Please print exactly the lines running from the one that contains "# for every" to the end of the data, with both lines included.

Records contained in a dataset:
--*--

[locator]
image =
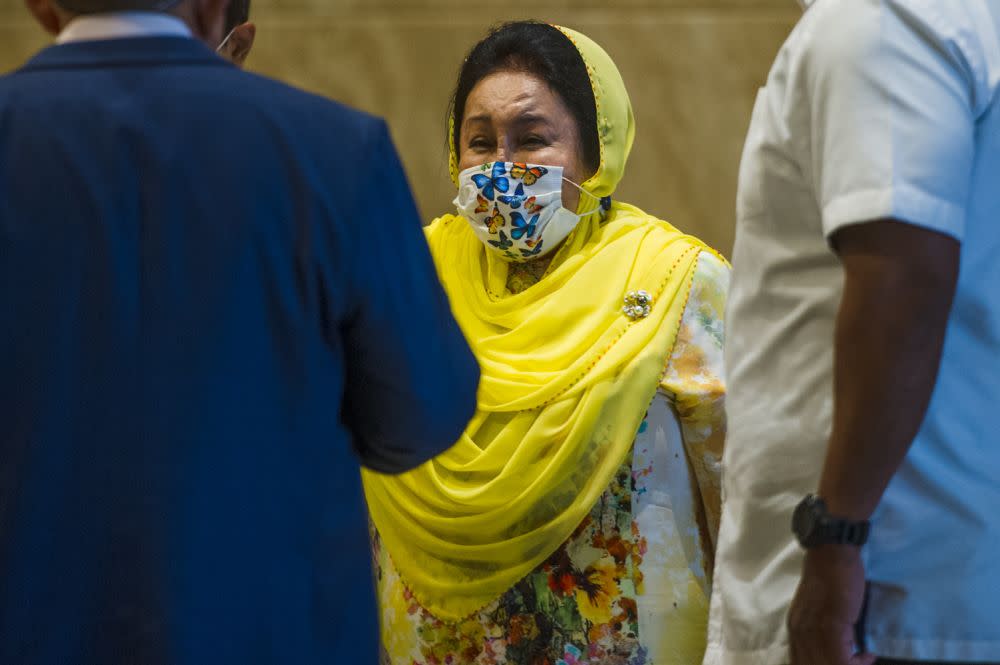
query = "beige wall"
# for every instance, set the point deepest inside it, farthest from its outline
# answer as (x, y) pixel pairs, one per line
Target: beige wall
(692, 68)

--*--

*Result of the task:*
# for every instance, set the point deepest inside it, farthest from its outline
# answer as (x, y) pixel pairs, one per line
Target: beige wall
(692, 68)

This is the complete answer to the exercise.